Copy out the lines below that hold the word "soil".

THE DATA ::
====
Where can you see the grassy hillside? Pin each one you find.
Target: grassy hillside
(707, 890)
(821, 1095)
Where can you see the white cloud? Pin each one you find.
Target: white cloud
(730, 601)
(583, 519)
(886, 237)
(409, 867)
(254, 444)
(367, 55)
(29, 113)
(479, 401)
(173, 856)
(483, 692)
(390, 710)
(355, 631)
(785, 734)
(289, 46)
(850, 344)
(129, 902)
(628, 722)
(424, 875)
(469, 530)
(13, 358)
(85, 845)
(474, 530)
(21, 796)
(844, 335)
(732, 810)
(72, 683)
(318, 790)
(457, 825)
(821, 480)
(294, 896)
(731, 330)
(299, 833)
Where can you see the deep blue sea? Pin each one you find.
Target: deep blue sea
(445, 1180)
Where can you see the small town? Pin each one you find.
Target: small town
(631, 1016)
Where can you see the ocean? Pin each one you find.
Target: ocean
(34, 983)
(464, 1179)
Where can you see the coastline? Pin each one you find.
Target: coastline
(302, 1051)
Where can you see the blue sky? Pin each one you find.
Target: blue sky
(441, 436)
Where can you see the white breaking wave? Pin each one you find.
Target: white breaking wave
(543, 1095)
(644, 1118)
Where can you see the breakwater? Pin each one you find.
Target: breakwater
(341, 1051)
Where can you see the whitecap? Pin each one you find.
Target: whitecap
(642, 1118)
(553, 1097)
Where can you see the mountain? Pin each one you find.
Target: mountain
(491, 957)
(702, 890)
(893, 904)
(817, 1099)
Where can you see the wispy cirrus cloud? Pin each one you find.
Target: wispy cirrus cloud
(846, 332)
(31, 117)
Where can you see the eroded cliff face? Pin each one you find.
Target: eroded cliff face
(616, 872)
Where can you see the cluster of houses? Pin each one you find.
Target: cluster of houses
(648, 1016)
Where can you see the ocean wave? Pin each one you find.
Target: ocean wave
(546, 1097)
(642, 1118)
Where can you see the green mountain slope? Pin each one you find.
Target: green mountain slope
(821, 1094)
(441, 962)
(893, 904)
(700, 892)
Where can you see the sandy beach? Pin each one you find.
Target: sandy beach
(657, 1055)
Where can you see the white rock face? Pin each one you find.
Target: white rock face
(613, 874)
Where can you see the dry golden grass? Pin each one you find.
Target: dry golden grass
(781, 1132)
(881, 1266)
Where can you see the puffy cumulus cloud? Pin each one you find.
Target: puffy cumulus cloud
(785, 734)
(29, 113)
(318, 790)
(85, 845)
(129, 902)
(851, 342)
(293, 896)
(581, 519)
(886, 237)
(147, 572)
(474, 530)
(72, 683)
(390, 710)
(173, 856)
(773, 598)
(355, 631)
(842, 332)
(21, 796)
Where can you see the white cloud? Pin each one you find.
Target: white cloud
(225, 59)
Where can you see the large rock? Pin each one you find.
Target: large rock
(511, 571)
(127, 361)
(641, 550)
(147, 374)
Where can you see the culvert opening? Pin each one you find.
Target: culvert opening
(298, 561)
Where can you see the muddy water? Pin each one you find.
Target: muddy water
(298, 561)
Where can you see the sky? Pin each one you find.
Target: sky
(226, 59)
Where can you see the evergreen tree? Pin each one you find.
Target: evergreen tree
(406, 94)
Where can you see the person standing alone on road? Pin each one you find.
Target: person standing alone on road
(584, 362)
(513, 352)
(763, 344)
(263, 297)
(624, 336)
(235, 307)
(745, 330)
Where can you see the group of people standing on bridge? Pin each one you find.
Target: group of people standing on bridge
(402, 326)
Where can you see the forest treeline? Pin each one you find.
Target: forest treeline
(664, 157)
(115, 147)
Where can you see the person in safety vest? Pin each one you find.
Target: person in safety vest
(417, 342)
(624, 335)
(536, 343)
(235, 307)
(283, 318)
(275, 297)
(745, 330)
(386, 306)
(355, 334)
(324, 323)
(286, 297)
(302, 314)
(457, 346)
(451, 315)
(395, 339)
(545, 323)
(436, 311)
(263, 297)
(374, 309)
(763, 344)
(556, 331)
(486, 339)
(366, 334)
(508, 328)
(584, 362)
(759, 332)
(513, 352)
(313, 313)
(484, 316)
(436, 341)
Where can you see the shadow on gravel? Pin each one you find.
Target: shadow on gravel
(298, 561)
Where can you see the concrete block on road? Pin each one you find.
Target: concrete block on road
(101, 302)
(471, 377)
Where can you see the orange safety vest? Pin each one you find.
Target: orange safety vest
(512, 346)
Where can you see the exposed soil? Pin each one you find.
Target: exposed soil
====
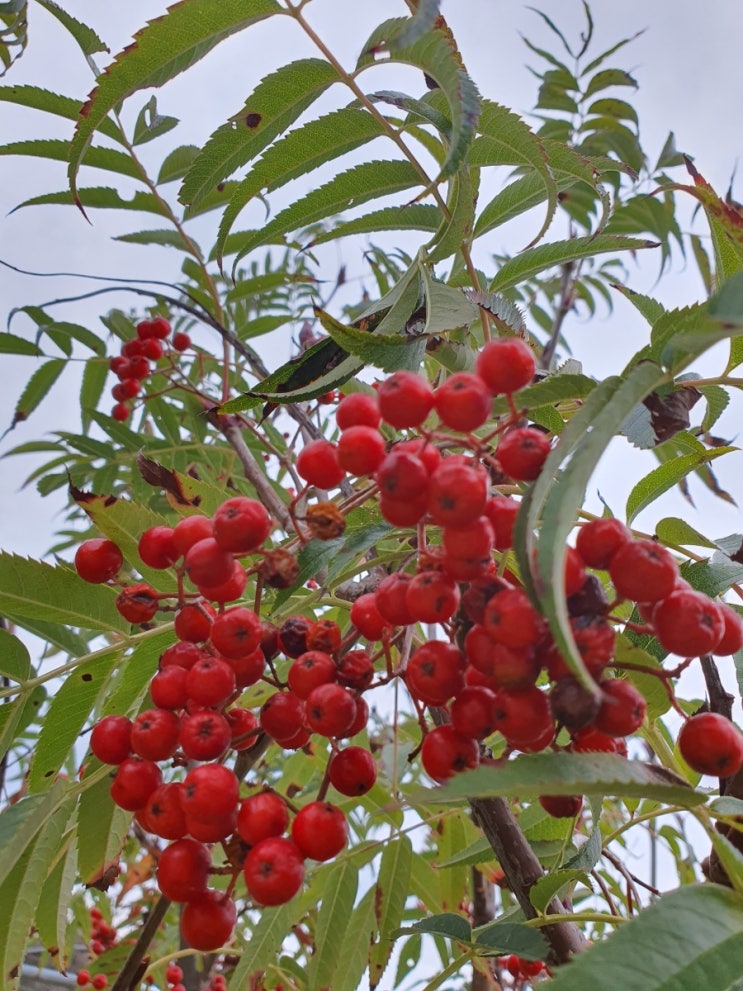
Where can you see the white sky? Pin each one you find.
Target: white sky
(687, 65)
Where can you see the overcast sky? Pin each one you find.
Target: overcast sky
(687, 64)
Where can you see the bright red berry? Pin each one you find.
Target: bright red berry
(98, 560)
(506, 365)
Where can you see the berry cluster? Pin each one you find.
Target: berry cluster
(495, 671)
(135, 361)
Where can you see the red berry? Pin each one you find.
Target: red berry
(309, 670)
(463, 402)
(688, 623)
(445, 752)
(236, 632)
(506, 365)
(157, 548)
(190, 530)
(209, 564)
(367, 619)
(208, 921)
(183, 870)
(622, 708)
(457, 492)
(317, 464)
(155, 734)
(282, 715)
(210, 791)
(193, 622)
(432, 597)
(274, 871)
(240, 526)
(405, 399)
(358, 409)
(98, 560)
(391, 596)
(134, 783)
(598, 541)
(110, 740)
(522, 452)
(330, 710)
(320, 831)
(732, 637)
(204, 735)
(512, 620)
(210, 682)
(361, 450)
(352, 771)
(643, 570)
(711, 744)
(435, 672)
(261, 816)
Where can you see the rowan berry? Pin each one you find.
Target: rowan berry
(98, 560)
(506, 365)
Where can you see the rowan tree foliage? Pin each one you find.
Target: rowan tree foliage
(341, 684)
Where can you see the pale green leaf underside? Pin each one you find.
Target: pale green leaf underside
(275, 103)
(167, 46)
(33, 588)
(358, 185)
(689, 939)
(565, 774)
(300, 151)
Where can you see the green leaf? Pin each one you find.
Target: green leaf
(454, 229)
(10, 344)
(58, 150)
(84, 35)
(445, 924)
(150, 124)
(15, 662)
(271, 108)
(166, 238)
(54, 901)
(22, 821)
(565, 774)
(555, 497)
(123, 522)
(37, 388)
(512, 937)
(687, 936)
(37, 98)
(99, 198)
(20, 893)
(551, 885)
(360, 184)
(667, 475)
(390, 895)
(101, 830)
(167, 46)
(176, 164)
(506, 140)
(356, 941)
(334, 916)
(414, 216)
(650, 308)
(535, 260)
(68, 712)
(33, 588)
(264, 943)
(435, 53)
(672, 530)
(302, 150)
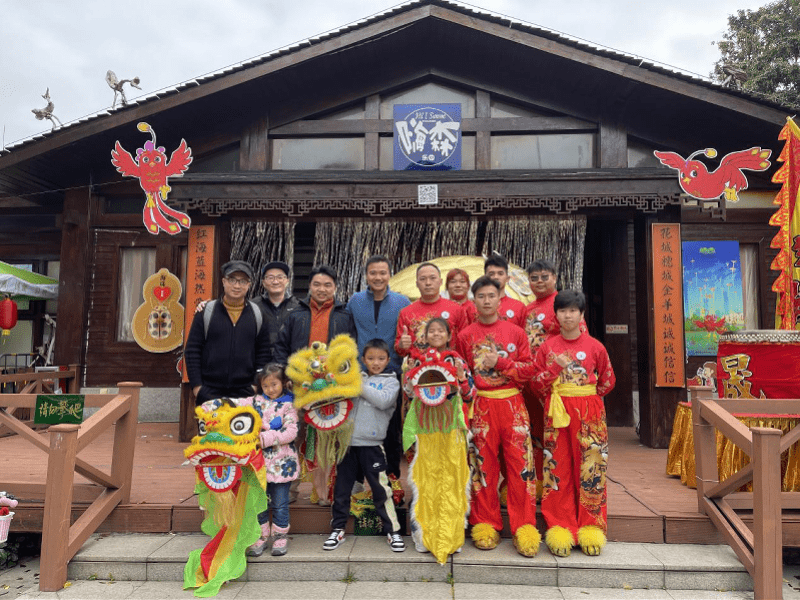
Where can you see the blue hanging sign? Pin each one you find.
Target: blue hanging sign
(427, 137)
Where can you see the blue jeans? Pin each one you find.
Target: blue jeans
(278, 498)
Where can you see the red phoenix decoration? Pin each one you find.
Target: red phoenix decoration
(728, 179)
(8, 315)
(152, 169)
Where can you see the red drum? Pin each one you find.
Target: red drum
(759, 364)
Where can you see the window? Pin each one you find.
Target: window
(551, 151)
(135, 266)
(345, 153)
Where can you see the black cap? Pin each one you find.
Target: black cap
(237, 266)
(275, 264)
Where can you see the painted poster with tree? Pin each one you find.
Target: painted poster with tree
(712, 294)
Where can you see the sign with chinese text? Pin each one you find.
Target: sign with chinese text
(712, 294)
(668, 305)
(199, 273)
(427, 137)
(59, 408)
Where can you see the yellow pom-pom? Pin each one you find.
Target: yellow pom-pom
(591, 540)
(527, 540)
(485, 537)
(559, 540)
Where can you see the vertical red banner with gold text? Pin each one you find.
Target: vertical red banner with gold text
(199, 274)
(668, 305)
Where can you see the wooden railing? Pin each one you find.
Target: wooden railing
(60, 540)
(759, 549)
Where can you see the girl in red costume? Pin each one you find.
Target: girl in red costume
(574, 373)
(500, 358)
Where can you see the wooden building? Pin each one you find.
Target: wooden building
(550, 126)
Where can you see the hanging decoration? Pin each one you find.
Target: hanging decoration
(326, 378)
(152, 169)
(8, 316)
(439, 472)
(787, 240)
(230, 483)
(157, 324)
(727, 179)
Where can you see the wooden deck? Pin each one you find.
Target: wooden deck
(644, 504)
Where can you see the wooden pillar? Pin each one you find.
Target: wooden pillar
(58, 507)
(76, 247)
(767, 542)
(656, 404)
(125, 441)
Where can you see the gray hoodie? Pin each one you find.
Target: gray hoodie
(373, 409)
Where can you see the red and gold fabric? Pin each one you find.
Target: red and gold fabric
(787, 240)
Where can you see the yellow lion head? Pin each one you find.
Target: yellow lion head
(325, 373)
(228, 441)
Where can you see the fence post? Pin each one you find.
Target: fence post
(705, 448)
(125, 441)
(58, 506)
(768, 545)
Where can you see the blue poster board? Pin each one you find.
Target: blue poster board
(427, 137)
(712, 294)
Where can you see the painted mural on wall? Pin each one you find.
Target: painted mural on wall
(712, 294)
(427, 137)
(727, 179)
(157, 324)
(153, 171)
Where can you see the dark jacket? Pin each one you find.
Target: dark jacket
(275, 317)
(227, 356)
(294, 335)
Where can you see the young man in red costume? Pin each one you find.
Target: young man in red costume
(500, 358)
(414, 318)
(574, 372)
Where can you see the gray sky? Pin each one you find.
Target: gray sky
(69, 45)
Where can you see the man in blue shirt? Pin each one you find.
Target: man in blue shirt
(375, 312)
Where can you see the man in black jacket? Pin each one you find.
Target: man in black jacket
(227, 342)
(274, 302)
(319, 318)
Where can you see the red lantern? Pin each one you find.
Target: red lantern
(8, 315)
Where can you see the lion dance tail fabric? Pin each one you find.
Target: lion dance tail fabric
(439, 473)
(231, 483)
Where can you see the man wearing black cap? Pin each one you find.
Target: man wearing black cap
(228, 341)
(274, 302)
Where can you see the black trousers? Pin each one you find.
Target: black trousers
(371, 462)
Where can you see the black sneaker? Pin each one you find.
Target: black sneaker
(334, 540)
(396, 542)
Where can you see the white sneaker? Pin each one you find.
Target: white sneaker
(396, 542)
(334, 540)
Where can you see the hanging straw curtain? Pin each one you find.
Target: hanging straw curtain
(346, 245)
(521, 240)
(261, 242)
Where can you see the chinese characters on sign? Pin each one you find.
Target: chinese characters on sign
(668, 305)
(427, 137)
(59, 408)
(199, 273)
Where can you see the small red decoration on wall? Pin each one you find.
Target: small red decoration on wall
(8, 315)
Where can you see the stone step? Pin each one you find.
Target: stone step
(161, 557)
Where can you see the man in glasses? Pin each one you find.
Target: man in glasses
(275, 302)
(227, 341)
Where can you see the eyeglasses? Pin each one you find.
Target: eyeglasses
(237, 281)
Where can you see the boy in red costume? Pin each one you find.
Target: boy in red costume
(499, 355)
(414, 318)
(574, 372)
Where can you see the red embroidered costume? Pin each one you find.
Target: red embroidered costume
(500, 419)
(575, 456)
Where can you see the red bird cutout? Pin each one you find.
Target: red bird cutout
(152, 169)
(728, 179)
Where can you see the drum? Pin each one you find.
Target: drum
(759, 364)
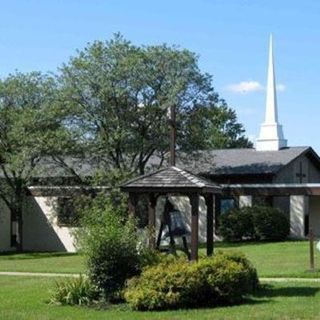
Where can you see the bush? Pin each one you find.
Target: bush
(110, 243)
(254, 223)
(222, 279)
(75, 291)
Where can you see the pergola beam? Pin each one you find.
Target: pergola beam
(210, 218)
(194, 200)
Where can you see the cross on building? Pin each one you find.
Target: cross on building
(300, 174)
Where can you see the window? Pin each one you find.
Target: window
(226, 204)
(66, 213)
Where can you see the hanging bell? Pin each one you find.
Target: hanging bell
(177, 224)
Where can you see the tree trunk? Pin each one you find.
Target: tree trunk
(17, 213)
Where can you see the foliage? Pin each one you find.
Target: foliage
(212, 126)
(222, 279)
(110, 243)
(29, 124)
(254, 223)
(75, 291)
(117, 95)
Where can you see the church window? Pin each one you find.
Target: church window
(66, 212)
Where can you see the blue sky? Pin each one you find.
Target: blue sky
====
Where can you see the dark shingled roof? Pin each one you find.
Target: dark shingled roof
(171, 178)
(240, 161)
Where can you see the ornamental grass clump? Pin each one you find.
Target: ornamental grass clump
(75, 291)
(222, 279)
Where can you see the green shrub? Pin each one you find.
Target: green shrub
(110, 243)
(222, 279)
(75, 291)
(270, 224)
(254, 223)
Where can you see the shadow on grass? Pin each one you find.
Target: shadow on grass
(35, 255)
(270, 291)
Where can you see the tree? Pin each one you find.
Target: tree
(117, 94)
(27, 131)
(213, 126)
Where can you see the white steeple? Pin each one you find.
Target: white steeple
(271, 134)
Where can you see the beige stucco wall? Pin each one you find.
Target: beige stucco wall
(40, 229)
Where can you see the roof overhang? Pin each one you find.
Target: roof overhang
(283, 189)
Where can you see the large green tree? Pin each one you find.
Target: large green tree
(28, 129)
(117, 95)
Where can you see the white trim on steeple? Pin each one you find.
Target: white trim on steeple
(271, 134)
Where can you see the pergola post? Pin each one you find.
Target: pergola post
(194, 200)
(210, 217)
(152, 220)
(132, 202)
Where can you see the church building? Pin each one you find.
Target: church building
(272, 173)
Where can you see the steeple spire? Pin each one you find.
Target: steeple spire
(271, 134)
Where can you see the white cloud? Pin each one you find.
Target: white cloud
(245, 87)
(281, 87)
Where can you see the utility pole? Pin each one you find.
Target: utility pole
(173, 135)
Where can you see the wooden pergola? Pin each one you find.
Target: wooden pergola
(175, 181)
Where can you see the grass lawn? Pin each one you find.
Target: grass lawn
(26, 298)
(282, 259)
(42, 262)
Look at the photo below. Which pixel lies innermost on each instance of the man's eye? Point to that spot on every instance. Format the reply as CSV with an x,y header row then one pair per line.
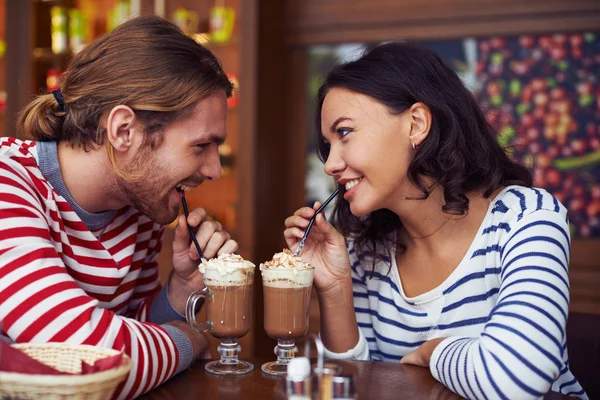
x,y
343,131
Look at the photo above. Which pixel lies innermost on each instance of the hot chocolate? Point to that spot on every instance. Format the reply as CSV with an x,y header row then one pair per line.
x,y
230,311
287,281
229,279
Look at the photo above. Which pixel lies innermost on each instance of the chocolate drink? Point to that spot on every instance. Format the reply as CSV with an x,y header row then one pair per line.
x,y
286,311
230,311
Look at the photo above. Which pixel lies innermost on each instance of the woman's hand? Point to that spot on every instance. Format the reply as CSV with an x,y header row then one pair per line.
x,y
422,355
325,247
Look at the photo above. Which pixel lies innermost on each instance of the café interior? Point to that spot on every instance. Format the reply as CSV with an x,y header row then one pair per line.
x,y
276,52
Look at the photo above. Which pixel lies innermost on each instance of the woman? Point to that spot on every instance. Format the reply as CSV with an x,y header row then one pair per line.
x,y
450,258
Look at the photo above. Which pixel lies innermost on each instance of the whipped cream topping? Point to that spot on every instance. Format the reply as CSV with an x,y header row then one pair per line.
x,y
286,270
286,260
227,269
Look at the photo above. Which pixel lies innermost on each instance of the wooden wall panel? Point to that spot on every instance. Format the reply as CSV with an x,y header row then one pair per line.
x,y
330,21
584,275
====
OUTPUT OF THE EXERCISE ::
Where can you see the exposed soil? Pin each one you find.
Target: exposed soil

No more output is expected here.